Extracted records:

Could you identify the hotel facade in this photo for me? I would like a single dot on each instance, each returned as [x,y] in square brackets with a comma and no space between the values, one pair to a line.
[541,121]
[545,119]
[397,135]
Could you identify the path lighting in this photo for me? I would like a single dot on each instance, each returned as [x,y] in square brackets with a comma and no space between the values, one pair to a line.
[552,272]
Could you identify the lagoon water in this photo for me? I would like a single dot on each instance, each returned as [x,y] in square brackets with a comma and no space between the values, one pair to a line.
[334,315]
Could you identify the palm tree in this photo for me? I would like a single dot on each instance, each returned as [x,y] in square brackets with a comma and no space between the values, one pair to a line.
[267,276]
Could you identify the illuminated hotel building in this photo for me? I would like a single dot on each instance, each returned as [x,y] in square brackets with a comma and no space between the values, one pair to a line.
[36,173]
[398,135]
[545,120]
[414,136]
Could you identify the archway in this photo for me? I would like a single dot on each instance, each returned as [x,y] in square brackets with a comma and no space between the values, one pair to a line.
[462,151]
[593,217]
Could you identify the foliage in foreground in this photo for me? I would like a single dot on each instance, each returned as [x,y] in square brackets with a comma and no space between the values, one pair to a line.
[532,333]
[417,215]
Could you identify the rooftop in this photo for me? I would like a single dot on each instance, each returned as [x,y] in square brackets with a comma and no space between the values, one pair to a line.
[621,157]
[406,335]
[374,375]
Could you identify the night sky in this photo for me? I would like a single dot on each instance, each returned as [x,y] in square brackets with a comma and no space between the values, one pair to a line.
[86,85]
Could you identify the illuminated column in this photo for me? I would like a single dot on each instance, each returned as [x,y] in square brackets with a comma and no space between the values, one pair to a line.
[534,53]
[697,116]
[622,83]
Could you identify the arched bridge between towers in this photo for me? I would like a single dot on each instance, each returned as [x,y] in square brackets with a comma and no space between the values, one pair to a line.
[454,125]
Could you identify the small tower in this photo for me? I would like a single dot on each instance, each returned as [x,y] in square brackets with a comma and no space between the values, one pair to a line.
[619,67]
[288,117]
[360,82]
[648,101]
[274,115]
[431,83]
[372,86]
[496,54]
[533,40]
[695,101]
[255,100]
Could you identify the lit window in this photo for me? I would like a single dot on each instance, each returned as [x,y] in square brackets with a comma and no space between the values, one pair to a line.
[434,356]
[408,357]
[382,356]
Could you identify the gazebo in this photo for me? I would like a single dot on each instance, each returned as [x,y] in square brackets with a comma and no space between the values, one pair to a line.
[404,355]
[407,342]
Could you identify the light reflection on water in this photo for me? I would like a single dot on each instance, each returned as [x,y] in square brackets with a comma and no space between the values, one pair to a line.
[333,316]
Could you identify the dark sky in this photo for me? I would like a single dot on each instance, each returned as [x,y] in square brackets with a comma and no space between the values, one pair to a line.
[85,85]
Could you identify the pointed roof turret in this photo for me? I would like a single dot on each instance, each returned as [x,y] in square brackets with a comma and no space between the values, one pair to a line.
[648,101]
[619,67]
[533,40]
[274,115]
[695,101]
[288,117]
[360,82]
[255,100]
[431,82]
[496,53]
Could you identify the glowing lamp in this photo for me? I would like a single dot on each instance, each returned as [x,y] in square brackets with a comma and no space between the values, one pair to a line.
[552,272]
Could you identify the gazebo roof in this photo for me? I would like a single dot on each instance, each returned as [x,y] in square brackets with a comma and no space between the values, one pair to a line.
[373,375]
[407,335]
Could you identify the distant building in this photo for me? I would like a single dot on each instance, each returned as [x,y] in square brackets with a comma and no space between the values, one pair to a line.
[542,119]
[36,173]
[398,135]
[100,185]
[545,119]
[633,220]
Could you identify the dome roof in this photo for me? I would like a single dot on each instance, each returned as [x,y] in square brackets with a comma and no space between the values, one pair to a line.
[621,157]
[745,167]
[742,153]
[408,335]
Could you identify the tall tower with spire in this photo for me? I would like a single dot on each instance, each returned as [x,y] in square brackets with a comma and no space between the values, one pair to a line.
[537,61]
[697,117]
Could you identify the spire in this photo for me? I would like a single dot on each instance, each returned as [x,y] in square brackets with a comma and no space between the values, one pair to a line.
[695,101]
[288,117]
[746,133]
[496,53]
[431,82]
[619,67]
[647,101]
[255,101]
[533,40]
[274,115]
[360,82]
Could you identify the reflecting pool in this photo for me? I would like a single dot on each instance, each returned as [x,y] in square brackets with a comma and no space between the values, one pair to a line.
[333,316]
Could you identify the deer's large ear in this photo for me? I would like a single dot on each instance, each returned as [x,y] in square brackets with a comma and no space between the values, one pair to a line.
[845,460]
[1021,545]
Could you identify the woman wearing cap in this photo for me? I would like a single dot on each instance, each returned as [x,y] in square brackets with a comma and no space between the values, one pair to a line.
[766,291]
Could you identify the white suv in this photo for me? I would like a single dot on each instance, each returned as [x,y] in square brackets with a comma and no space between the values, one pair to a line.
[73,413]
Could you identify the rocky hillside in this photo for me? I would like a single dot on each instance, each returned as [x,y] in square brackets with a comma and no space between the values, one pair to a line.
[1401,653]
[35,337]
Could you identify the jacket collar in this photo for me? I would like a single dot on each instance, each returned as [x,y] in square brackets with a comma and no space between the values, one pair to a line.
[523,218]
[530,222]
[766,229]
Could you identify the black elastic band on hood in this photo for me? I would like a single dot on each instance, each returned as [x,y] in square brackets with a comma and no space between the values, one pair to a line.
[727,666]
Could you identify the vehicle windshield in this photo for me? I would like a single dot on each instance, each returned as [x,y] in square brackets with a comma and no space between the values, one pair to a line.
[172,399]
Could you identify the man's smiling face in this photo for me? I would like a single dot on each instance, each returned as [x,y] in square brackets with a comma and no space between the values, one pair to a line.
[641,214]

# WHAT YOU NEED TO DO
Edit the stretch from the line containing "Could you identify the vehicle" through the end of the records, replacing "windshield" with "front window" and leaving everything else unchanged.

# COMPLETED EXERCISE
Could you identify the vehicle front window in this photo for me? I would like a single dot on each instance, each returned as [x,y] in square brackets with a comma and no space between the values, one pair to a line.
[172,399]
Could you identify the man's smiling face in this photo for me? I would like a single dot on each instance, each returned as [x,y] in square brackets with a comma and no space between the values, one pair to a line.
[641,214]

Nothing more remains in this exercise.